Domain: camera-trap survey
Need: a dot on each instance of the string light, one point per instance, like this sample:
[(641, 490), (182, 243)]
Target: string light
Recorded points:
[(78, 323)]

==============================

* DESCRIPTION OF THE TASK *
Above are some records; extract every one of them exactly.

* SOLUTION TO THIS PROBLEM *
Domain: camera-trap survey
Need: a dot on each instance of the string light, one point per instance, like this sample:
[(641, 490), (182, 243)]
Target: string light
Recorded points:
[(78, 323)]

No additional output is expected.